** Source document **

I made this dish for husb and me for dinner on Good Friday, following an utterly pleasant, boy free day sitting in bird hides in Goldcliff (part of the wetlands reserves near Newport) with binoculars, surrounded by silence except for the calling of lapwings and general sounds made by preening waders (including beautiful avocets); a trip to B&Q to purchase plants and shrubs for the front garden; and a visit to husb's work for him to remove some models from the 3D printer (exciting stuff!). All the sorts of things you cannot do with two small boys following and fiddling.
This was another superbly simple recipe from Hugh F-W, to which I added chicken breast just to make it a little more substantial for an evening meal. Here are the main ingredients...
Hugh says to put the parsnips straight in the oven, but I am always suspicious when I am requested to put root vegetables directly into the oven without par-boiling, so I gave them a quick simmer. When I was just starting out as a cook, probably about ten or so years ago, I would blindly follow when told to, for example, put baby potatoes in the oven for half an hour until golden and crispy. In half an hour, without even par-boiling? You must be joking! So just to be certain of having edible roots, I tend to do this.
Whilst roasting the parsnips, I also roasted the two chicken breasts, which I subsequently shredded into bite size pieces ready to place on the salad with the parsnips. There is something about the taste and texture of shredded chicken, as opposed to chicken cut into cubes before cooking, which I really like. Perhaps here, it's also to do with the fact that the chicken has been roasted. But I will often, if possible, rather than cube chicken, cook the breasts whole either by roasting or on the hob in the pan with whatever sauce or stock the recipe requires, and shred it once cooked before returning it to the dish. Obviously this dooesn't work for stir-frys, and, ironically, another of my favourite tastes is chicken stir-fried in soy sauce, slightly charred, so the soy sauce sticks to the frying pan; I scrape it off and straight into my mouth it goes! I really do digress!

** Extracted entries **
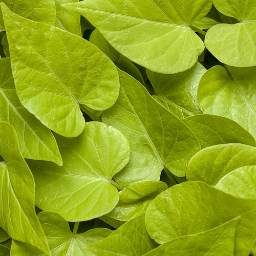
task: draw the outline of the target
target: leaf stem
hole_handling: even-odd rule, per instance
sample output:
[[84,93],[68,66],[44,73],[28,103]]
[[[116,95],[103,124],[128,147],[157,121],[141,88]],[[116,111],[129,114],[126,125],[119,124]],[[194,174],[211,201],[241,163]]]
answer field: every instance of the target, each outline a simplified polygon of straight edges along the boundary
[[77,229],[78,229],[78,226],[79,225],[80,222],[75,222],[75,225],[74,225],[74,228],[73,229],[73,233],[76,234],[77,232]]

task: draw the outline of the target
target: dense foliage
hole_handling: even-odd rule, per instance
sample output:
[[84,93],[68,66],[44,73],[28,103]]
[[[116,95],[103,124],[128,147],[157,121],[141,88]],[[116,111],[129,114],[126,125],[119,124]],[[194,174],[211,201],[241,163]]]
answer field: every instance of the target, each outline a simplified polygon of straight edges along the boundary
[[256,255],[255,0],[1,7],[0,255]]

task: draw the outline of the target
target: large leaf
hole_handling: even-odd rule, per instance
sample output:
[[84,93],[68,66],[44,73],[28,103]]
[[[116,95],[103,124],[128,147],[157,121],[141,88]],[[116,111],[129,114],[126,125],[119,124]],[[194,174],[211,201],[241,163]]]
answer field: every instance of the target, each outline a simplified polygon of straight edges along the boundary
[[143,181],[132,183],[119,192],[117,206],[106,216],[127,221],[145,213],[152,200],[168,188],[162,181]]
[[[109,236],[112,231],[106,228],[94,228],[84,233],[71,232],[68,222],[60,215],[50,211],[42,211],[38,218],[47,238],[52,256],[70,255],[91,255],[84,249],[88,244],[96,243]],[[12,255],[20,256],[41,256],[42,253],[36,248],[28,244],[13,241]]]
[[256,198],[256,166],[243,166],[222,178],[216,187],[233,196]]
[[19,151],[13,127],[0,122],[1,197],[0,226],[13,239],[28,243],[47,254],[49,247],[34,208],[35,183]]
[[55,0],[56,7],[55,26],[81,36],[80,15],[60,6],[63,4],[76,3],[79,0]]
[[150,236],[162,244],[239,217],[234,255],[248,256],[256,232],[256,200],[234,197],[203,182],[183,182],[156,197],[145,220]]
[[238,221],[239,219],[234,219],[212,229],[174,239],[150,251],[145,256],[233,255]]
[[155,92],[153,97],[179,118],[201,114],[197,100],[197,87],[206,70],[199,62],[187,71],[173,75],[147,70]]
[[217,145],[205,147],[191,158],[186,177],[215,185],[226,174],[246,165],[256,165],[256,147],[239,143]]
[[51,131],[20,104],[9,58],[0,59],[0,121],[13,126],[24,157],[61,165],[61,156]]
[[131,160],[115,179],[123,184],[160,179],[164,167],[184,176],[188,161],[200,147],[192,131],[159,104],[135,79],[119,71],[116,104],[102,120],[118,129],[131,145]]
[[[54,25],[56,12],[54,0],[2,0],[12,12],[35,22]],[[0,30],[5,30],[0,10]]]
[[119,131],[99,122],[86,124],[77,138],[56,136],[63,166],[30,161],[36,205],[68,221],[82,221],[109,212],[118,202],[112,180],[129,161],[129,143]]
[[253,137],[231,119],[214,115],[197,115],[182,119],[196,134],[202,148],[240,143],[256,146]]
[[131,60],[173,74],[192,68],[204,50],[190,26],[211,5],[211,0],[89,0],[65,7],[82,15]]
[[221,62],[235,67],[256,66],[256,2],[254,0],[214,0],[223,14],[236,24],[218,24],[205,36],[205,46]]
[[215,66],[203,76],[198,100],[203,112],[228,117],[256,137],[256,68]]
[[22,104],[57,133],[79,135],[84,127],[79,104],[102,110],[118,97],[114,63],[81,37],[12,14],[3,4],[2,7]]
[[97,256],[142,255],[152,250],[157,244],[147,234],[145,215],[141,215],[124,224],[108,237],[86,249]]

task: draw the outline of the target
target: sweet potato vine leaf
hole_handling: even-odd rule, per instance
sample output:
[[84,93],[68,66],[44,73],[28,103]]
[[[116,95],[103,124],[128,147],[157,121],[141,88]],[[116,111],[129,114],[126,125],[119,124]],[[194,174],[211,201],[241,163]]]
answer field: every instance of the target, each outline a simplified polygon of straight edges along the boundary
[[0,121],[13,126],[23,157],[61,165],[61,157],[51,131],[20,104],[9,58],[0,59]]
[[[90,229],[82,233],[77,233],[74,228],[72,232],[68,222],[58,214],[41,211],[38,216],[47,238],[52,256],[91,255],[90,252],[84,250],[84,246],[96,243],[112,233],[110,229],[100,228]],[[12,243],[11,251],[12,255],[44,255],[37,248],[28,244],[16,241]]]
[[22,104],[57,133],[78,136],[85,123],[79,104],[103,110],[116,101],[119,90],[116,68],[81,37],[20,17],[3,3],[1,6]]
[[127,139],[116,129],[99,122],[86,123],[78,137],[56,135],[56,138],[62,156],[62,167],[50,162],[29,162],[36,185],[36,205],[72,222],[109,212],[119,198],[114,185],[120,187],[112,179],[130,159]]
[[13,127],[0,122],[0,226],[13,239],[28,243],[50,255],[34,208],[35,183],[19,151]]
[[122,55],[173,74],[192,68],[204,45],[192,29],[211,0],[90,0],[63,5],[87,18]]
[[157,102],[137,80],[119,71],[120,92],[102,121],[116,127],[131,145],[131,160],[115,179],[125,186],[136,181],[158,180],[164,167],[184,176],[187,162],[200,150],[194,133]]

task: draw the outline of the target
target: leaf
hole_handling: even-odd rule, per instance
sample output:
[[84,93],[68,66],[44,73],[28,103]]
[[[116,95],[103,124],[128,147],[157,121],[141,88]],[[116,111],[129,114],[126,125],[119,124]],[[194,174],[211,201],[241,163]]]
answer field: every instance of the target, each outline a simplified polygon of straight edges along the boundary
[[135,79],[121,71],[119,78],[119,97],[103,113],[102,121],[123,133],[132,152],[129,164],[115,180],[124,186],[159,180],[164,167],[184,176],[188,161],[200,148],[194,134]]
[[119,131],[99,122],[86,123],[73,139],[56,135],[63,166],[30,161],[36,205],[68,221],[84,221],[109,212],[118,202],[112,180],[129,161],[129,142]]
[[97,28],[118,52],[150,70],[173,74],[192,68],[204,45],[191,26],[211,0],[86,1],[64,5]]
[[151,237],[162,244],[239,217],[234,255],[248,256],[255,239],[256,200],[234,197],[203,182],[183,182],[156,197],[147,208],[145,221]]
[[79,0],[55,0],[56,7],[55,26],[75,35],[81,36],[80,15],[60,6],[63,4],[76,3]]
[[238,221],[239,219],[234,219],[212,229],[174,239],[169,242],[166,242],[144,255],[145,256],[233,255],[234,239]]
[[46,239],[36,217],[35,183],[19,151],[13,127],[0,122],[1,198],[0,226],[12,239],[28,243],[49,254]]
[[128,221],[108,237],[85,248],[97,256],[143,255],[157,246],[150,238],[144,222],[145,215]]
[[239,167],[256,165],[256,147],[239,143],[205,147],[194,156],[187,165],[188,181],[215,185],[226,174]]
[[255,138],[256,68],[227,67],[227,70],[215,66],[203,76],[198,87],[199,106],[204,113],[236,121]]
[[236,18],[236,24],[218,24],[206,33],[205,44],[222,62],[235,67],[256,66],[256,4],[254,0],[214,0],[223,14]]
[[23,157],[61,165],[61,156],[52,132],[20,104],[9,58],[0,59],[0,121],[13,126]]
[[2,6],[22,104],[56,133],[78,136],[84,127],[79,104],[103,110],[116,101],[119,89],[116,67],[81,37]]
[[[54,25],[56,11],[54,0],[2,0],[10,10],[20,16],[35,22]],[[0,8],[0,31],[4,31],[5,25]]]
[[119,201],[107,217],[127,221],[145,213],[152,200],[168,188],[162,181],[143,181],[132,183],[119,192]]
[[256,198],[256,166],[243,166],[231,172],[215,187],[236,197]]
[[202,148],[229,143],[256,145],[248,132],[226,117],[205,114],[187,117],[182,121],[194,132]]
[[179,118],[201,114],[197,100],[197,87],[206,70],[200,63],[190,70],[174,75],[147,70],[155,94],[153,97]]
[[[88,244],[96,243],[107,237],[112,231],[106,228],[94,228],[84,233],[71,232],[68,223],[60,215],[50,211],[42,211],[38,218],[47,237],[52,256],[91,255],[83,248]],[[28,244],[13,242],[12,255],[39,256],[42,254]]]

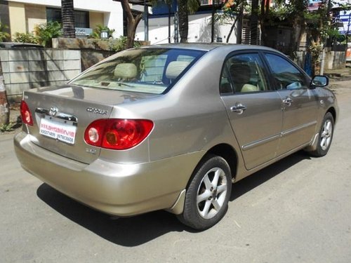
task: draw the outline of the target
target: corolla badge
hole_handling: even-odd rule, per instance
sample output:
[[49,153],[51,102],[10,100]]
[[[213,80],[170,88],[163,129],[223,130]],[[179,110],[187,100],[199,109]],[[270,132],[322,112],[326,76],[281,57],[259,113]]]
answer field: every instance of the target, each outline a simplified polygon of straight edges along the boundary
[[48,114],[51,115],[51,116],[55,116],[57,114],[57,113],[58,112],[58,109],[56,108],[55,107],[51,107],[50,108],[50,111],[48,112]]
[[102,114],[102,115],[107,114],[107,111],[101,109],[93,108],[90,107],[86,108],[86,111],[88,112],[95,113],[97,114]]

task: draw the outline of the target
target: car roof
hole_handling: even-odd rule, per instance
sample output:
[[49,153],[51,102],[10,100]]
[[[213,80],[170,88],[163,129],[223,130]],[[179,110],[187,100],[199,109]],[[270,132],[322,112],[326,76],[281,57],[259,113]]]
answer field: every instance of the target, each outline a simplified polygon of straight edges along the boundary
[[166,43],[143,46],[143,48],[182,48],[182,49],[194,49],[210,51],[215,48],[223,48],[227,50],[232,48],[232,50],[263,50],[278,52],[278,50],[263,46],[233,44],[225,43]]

** Task prompt **
In the recipe post, what did the writer add to make the dish more substantial for an evening meal? The listing has nothing to do with the recipe post.

** Correct output **
Chicken breast.